[Stored dataset items]
-- Begin --

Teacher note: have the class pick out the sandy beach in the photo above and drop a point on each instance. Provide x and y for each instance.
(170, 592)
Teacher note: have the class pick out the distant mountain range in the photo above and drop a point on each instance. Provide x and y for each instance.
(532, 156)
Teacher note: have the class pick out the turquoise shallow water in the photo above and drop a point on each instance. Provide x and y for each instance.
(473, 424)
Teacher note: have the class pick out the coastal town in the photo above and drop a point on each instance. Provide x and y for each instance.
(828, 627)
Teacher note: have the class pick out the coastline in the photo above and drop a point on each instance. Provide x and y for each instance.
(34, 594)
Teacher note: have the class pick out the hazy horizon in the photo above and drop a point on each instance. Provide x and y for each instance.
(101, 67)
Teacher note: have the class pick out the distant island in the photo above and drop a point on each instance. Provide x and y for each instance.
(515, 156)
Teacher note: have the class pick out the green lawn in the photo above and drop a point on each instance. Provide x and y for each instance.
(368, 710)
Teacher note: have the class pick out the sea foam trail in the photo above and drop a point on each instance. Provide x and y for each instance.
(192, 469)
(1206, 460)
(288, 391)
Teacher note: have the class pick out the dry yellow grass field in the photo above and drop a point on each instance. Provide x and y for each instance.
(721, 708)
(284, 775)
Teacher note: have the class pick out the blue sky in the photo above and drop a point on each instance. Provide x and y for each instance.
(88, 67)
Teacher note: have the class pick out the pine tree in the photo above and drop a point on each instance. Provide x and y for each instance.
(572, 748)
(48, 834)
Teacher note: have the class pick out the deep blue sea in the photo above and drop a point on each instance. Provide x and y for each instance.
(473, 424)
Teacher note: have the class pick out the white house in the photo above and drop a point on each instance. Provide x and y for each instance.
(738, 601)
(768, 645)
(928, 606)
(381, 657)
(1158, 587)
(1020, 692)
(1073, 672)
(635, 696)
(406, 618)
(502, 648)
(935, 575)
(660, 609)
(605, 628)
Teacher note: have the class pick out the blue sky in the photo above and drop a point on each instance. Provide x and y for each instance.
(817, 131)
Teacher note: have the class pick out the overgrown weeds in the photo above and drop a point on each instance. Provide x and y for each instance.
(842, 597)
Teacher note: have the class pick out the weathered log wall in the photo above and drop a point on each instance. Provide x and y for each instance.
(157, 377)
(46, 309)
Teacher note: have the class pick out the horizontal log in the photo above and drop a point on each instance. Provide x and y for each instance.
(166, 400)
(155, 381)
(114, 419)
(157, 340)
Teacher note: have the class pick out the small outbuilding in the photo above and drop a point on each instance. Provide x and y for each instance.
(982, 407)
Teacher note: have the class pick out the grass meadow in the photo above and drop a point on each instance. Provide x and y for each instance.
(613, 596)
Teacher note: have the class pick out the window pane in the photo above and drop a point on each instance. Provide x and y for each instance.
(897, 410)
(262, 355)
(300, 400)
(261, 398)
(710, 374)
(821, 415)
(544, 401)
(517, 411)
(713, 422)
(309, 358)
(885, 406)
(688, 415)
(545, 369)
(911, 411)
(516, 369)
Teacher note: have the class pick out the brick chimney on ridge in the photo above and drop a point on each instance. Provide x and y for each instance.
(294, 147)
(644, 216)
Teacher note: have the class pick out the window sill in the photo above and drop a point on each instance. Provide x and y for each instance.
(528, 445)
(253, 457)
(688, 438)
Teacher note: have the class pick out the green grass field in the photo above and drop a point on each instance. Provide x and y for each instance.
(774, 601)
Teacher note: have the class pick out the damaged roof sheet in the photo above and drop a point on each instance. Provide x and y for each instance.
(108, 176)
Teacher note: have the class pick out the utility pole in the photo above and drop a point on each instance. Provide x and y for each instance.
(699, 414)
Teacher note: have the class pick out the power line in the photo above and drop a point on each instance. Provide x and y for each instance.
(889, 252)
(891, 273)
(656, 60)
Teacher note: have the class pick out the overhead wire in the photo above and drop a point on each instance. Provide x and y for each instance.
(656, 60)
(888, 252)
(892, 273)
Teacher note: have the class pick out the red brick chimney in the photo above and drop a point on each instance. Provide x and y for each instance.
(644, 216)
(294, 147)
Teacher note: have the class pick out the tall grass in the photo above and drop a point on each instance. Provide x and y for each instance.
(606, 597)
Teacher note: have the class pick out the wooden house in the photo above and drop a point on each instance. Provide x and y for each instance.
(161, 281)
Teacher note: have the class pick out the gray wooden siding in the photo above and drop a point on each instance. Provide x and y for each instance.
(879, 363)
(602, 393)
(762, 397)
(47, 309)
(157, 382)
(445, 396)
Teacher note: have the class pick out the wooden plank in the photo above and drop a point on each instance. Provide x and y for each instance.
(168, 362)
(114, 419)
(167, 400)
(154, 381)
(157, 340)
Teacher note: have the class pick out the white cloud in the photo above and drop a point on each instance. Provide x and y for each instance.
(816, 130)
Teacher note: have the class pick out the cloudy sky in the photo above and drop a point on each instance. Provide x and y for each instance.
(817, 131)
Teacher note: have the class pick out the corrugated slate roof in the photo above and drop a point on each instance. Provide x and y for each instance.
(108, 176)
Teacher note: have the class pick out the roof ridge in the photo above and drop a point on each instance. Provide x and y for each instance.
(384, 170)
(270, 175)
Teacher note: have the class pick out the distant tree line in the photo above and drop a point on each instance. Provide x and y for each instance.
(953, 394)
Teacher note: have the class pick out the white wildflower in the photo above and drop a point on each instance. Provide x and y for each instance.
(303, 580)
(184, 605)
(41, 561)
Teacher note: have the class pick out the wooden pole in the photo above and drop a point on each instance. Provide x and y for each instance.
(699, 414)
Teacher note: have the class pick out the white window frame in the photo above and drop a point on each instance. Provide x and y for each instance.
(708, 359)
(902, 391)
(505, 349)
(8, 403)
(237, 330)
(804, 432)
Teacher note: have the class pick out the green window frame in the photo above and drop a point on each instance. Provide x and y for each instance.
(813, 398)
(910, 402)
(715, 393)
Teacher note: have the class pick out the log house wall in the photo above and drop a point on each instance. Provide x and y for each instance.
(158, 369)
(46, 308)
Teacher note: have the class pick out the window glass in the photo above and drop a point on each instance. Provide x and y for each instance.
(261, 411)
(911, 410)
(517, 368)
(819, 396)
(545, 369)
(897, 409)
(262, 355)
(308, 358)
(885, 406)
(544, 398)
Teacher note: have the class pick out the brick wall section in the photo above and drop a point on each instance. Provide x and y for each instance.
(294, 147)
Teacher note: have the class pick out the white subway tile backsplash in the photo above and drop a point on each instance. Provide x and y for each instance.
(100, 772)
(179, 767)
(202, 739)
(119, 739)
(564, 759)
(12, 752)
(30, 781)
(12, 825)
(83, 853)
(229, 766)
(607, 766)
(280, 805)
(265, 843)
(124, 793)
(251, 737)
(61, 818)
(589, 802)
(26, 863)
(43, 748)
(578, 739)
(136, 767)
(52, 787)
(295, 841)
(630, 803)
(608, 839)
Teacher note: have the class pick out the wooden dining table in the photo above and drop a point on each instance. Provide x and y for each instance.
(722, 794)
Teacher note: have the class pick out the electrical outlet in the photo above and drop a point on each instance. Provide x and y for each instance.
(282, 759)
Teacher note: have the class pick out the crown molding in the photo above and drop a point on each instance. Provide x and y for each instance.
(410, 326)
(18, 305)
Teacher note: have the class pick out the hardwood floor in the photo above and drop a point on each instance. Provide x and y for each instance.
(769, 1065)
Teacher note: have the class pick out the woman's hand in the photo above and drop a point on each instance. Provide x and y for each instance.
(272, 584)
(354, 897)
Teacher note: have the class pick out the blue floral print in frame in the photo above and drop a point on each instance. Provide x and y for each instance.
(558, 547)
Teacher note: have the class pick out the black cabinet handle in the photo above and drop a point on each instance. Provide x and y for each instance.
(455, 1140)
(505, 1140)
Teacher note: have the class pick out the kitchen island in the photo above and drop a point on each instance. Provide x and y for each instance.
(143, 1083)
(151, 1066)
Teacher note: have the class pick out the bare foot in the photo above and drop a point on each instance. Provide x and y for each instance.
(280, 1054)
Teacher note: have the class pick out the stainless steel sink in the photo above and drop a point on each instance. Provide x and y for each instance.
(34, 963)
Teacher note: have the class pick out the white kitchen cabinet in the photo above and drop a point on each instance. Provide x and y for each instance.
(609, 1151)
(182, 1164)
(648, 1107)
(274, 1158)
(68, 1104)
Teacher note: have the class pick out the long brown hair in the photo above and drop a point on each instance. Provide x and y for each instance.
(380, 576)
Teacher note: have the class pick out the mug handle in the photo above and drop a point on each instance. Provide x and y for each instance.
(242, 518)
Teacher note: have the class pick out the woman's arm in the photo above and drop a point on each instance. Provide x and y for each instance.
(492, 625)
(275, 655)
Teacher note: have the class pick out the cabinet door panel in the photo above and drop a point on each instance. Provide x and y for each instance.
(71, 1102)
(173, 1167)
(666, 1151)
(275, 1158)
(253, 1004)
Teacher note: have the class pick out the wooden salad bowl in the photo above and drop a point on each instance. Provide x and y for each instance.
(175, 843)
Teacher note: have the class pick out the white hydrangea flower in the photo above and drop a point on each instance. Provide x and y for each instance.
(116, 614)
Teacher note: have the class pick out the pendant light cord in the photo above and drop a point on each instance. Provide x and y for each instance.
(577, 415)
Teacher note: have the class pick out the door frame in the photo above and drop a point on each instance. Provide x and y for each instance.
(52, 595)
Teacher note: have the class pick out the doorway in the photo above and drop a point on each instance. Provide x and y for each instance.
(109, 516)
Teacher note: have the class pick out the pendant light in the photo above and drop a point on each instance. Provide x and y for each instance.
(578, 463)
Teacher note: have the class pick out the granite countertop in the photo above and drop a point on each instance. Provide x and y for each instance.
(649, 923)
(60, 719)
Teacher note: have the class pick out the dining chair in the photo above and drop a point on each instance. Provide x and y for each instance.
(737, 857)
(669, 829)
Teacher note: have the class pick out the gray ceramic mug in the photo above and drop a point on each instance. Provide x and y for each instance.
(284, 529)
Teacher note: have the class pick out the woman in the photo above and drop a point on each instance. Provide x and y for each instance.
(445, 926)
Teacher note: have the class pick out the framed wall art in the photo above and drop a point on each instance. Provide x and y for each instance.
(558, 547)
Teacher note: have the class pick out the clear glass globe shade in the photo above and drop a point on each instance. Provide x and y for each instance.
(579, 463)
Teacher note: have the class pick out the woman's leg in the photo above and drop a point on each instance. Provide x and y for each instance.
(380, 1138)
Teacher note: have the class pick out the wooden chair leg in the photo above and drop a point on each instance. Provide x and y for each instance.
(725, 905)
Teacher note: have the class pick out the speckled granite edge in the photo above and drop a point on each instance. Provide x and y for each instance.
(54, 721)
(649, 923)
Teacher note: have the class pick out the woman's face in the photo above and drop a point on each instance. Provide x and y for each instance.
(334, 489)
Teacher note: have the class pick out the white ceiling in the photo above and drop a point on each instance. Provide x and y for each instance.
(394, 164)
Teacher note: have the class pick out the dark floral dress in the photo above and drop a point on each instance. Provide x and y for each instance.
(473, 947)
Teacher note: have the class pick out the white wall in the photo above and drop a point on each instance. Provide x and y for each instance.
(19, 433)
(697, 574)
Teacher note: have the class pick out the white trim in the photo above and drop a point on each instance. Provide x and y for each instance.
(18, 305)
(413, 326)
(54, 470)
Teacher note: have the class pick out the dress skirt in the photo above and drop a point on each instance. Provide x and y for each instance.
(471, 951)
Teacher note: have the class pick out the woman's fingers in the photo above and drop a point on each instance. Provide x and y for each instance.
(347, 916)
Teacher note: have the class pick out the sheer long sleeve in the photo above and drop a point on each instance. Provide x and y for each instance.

-- End --

[Written request]: Retype the items above word for word, beginning at the line that contains "Teacher note: have the class pick out the white ceiling" and stopping at the end of the items.

[Full solution]:
Teacher note: have the class pick out the white ceiling in the photo above and drop a point on each instance. Provide x and y for each instance.
(394, 164)
Teacher note: have the class pick out the dark floral dress in the photo above and drop a point on each instance. Provide x and y for each instance.
(473, 947)
Teacher note: have the class pick out the white wall in the photo above and drop a point on each instance. Provide x and y for each instance.
(19, 433)
(697, 574)
Teacher note: have the class pick out the white trim in the photo above and drop a point on each instance. Provide x and y for each instance.
(18, 305)
(413, 326)
(54, 470)
Teacher note: have the class pick out the dress skirt in the photo above and drop a point on each instance. Provide x and y for each instance.
(471, 951)
Teacher note: have the class pick out the woman's fingers in the photo above and drop a point on each instance. Provide x and y for each instance.
(347, 916)
Teacher note: have the class pick out the sheer long sleeve in the photo above and drop a point on each instance. Provide x and y for each instance.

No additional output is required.